# [Document]
+--

The drainage emergency itself is a joke - yes, there are real drainage problems, but notice that the only item in the regulations which could possibly have a direct effect on drainage is OPTIONAL (impervious cover changes). And, of course, regulations which only apply to new homes can't be said to be a fair response to a drainage problem which older homes of course contribute to. I've mentioned several times on the group's discussion board that there's a trivially simple way to address drainage problems - simply change the utility's drainage billing to a formula based on the square feet of impervious cover. That way, old houses which cover too much of their lot will have to pay more to solve the problem, and so will new houses.
Finally, the task force itself is a joke - it's staffed by people who mainly fall into two groups - 1: those who already have big homes which violate the spirit, if technically not the letter, of the new regulations, see footnote below; and 2: those who have small families, i.e., childless couples.
The only correct answer to this group is "NO". Instead of further restricting center-city development, we need to be allowing more small-scale multifamily infill to relieve the demand for close-in living. We need to make it easier, not harder, for families to stay in the city for the sake of center-city schools. And we need to make it clear that those who have been irresponsible in the past by obstructing worthwhile projects ought not be rewarded now for their bad works.
I chose not to become engaged with this group despite Chris Allen's invitation because I firmly believe that you do not negotiate over how MUCH to drag your city in precisely the wrong direction - you simply say "NO. That's the wrong way". I hope you'll join me in opposing this plan on those grounds.
Thank you for your time.
Regards,
Mike Dahmus1: (member), NUNA, on Laurel Lane - lives in a home with an 'incompatible' front setback, and her second story 'towers over the backyards of her neighbors'. (member), Hyde Park, lives in a huge house which dwarfs its neighbors. Several other task force members live in huge houses, albeit on bigger lots than the two mentioned specifically, and I haven't seen them personally.
Inspired by a survey pushed by Tarrytown neighborhood activists, I've re-entered the fray on McMansions. Read the survey, and note that if those regulations were enforced, essentially none of the best streets for pedestrians and residents in central Austin would be remotely legal (as opposed to current suburban-oriented zoning code, under which they're only MOSTLY illegal).
My latest contribution on the residential regulations discussion board relating to the McMansion debate follows. Please sign up and comment in the thread if you have an interest in this stuff. The perception that most homeowners believe that this stuff is OK is what gives these people the disproportionate power that they have today.

+--

# [Dataset records]
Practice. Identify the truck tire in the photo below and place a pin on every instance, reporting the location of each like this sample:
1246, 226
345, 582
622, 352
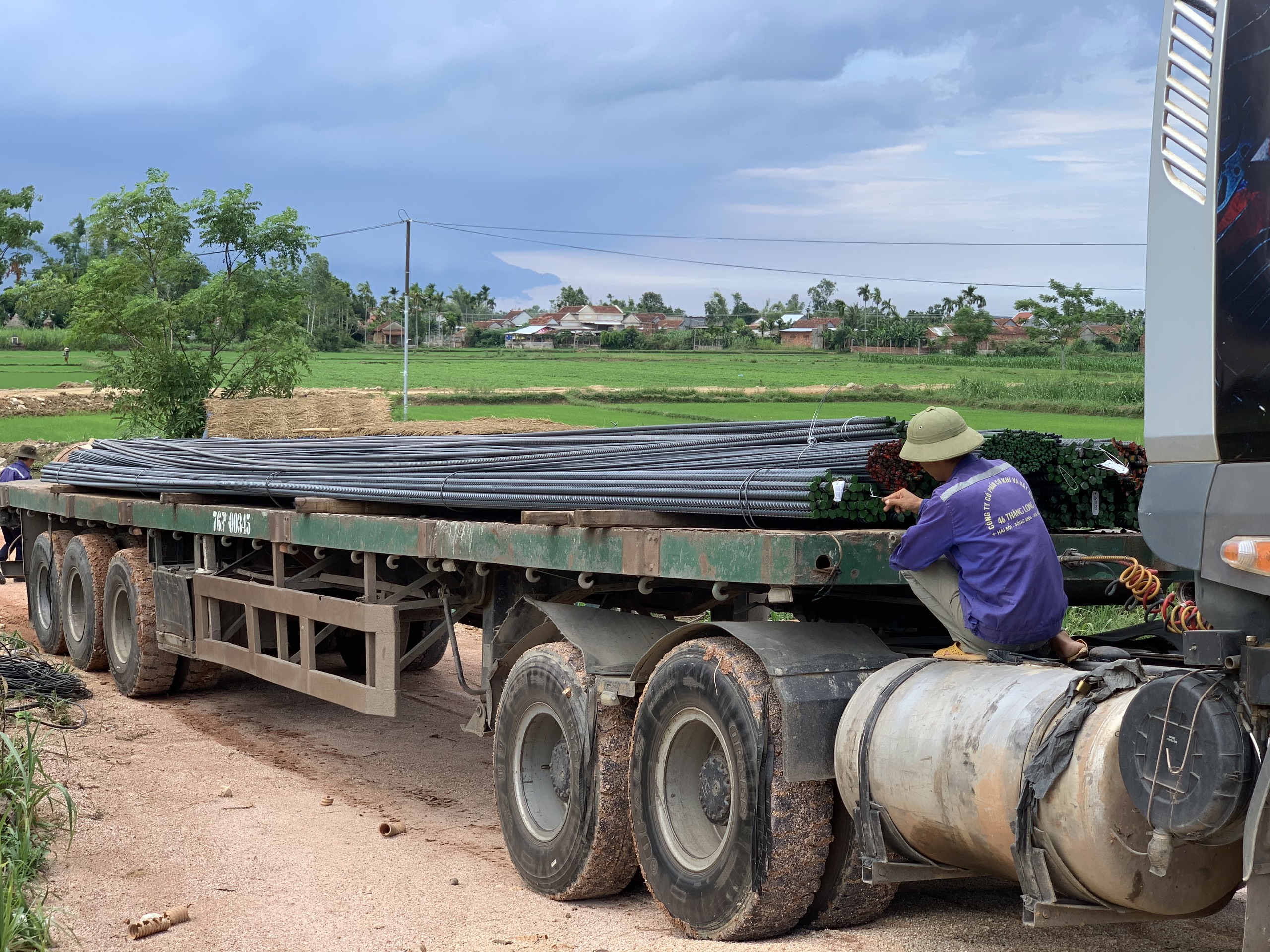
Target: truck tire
139, 665
561, 766
729, 848
844, 899
44, 578
193, 674
79, 598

+--

Could you transcribe the McMansion post word for word, beginning at the words "Thank you for" and stopping after "only MOSTLY illegal)."?

# [The answer]
Thank you for your time.
Regards,
Mike Dahmus1: (member), NUNA, on Laurel Lane - lives in a home with an 'incompatible' front setback, and her second story 'towers over the backyards of her neighbors'. (member), Hyde Park, lives in a huge house which dwarfs its neighbors. Several other task force members live in huge houses, albeit on bigger lots than the two mentioned specifically, and I haven't seen them personally.
Inspired by a survey pushed by Tarrytown neighborhood activists, I've re-entered the fray on McMansions. Read the survey, and note that if those regulations were enforced, essentially none of the best streets for pedestrians and residents in central Austin would be remotely legal (as opposed to current suburban-oriented zoning code, under which they're only MOSTLY illegal).